Compito assegnato →
Riprendi il brano sul concerto del sopranista Samuel Mariño a Tours e proseguilo a partire dalla sua ultima frase.

Brano citato →
_ _ _
Agitata: la spina e la rosa
Venerdì 18 ottobre alla ribalta del Grand Théâtre de Tours abbiamo il sopranista Samuel Mariño. “Presenza scenica scintillante” recita la sua biografia ufficiale, corredata da servizi fotografici in abiti di scena i più estrosi e appariscenti. Facile fermarsi alla superficie, lasciarsi abbagliare e prendere una posizione netta, estrema nel bene o nel male. Le parole del cantante venezuelano fra gli applausi scroscianti al termine del concerto, prima dei bis, costringono però a fermarsi e a considerare un'altra prospettiva. Lo stile di Mariño non è puro divertimento, ma è il frutto di un percorso, quello di un ragazzino vittima di bullismo, messo a disagio da una voce che la pubertà non ha mutato e rimane chiara, acuta e sottile; di un ragazzino che deve prendere consapevolezza di sé, cerca soluzioni mediche, trova finalmente una diagnosi e con essa la forza di essere sé stesso nella musica. Il sorriso e gli occhi lucidi di questo giovane in tacchi e tailleur luccicanti, l'anima che mette nel canto con la sua voce, una voce in cui si identifica e lo rappresenta ci fanno pensare. Mentre parliamo del cantante possiamo prescindere dalla persona e da quel che porta con sé? Siamo sempre sicuri di poter stabilire un confine nel giudizio?
_ _ _
Informazioni →
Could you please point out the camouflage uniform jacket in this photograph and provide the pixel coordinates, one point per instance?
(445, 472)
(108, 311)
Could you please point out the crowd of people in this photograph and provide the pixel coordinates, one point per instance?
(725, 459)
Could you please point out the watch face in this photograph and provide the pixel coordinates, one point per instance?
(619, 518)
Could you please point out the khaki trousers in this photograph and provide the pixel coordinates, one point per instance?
_ _ _
Risultato dell'esercizio →
Il ventaglio di affetti come dizionario dell'anima, il senso di stupore, unicità e meraviglia propri del barocco, che non conosce la categorizzazione del “diverso”, trovano un'applicazione contemporanea di qualcosa che forse è stato dimenticato ma non è poi così nuovo. Basterebbe pensare al fascino per nulla scandaloso dell'Ermafrodito del Louvre sul materasso scolpito da Bernini: nulla di più naturale, né meno naturale è il desidero, dopo aver sofferto e combattuto, di splendere. Anche il modo di esprimersi nel canto di Mariño riflette, per forza di cose, quest'autoaffermazione luminosa: la vocalità – abbiamo detto – molto chiara e delicata, rispetto al virtuosismo più articolato, ama la vocalizzazione veloce, le note sgranate in rapida successione come lo sfavillare degli strass. Si percepisce il divertimento liberatorio nell'improvvisare le cadenze con gli strumentisti del Concerto de' Cavalieri diretti da Marcello Di Lisa e in particolare con il primo violino Enrico Casazza. Il gruppo diretto da Marcello Di Lisa offre con successo pagine di Corelli e Vivaldi, accompagnando la voce fra lo stesso Vivaldi, fulcro del programma, Caldara e Scarlatti.
Come fuori programma, poi, arriva un Handel che sa di autobiografia: “Lascia ch'io pianga mia cruda sorte e che sospiri la libertà”, l'aria dal Rinaldo già presente nel Trionfo del tempo e del disinganno come invito “Lascia la spina | cogli la rosa”. Musica magistra vitae, con dignità e sincerità.